**Tarefa do exercício:**
De acordo com o trecho sobre abecedários poéticos, quantos poemas compõem o livro “Uma letra puxa a outra”?

**Trecho da fonte:**

• • • •

Bom, minha gente, vamos então às indicações que prometi dos nossos “abecedários poéticos”, tal qual definidos no post anterior. São algumas sugestões. Quem tiver outras, mande!
Como eu sugeri antes, não são abecedários propriamente, mas livros literários que trazem o alfabeto, brincando com as formas gráficas e os sons relacionados às letras. Digo que não são propriamente abecedários, pois embora tenham uma intenção pedagógica também (ou ao menos possam ter um uso pedagógico), os recursos sonoros utilizados não são meros pretextos para o ensino, mas são próprios ao texto poético, sendo um dos aspectos responsáveis pelo prazer que causa a leitura de poesia entre as crianças.
Vamos a eles...
UMA LETRA PUXA A OUTRA, José Paulo Paes, Companhia das Letrinhas, 1993
Começo por esse livro de José Paulo Paes, que é composto por 23 poemas sobre o alfabeto. Cada letra do alfabeto ganha uma quadrinha que explora os fonemas relacionados à letra tratada. O autor propõe assonâncias e aliterações, tal qual trava-línguas. Ex. A quadrinha da letra s, por exemplo, é assim:
"O sapo saltou na sopa
de um sujeito que, sem mais papo,
deu-lhe um sopapo e gritou: - Opa!
não tomo sopa de sapo!".
Em alguns casos, o autor faz jogos de linguagem transformando palavras ressaltando o traço distintivo de uma letra/fonema. Assim acontece com a letra L:
“O L é uma letra louca
e faz a uva andar de luva
transforma a nota mi em 1000
cabra descobrir o Brasil”

• • • •

**Material fornecido:**
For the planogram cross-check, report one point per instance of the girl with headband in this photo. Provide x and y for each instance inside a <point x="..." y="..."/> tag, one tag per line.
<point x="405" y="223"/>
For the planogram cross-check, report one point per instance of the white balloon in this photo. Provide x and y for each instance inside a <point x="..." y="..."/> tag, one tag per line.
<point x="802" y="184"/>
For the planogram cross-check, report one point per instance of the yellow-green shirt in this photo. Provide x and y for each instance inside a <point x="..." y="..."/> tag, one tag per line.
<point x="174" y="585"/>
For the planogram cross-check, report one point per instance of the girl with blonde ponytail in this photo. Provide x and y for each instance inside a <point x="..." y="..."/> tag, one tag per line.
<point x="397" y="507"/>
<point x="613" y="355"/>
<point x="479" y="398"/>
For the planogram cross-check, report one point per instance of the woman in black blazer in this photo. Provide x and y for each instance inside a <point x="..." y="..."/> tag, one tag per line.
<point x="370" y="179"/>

• • • •

**Resposta da tarefa:**
O livro é composto por 23 poemas sobre o alfabeto.